For me, it took a long road to fully heal and to finally say I forgive them fully. It took a trip to Tanzania with Northwest University/Convoy of Hope, two positions in biotech, going back to school to finish what I started before them, finding the real true friends and family who would walk every painful step towards healing. In six years I have rebuilt my life, what it took one person to destroy in two years. In those six years, Jesus and many people along the road came through many times to get me to where I am today. Most of all to the men I dated after who even when the relationship did not work out, taught me love does not destroy another person but strengthens them to a better person than before.

Never again will I justify the scars just because I loved the person holding the knife. - Steve Maraboli

Valentine’s day is about love, but for some, the day is about love through forgiveness of one’s self and forgiveness for another person’s false love. To me, Valentine’s day is about freeing myself from abuse disguising as love, and the ultimate act of love, forgiveness.

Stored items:
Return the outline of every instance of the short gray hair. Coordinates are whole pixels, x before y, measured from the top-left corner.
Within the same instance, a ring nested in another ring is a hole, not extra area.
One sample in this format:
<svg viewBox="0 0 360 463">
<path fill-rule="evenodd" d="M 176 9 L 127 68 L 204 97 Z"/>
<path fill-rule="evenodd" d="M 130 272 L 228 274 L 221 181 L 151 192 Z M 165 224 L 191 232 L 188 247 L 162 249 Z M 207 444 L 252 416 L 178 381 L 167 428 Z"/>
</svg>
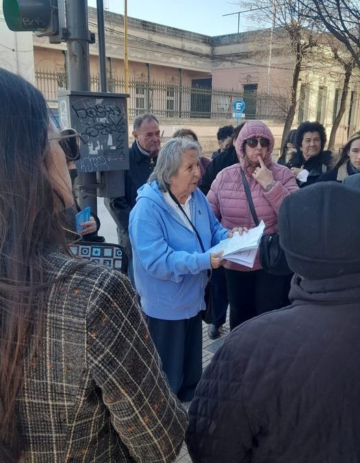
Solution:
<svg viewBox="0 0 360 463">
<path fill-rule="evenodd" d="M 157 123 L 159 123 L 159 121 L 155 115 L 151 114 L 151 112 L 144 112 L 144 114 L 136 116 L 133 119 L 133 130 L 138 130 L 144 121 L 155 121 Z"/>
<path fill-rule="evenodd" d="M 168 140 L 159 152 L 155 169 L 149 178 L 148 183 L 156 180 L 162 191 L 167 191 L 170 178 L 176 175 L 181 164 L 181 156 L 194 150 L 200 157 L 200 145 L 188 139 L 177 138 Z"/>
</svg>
==
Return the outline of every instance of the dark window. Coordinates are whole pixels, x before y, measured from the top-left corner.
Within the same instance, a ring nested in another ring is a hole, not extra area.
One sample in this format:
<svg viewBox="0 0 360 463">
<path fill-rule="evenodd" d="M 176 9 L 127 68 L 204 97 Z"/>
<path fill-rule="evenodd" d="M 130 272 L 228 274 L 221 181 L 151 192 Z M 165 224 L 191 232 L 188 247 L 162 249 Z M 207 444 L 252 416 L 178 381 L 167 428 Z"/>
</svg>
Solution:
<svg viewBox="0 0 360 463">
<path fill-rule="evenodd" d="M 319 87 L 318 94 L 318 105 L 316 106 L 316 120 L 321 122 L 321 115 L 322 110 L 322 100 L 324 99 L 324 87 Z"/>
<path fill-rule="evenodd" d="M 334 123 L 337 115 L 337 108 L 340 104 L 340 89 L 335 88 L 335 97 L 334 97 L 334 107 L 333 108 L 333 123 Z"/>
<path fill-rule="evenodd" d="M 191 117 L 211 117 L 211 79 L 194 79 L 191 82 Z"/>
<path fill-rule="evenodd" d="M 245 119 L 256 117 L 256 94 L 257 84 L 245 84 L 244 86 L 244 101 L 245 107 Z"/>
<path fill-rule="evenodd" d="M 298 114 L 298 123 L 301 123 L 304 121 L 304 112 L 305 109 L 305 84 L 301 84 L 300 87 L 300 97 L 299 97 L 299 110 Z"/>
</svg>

● Study questions
1: List every step the passage on forgiveness names as part of what it took to heal.
2: According to the passage on forgiveness, over how many years was the writer's life rebuilt?

● Written answers
1:
- A trip to Tanzania with Northwest University/Convoy of Hope
- Two positions in biotech
- Going back to school to finish what was started before them
- Finding the real true friends and family who would walk every painful step towards healing

2: Six years.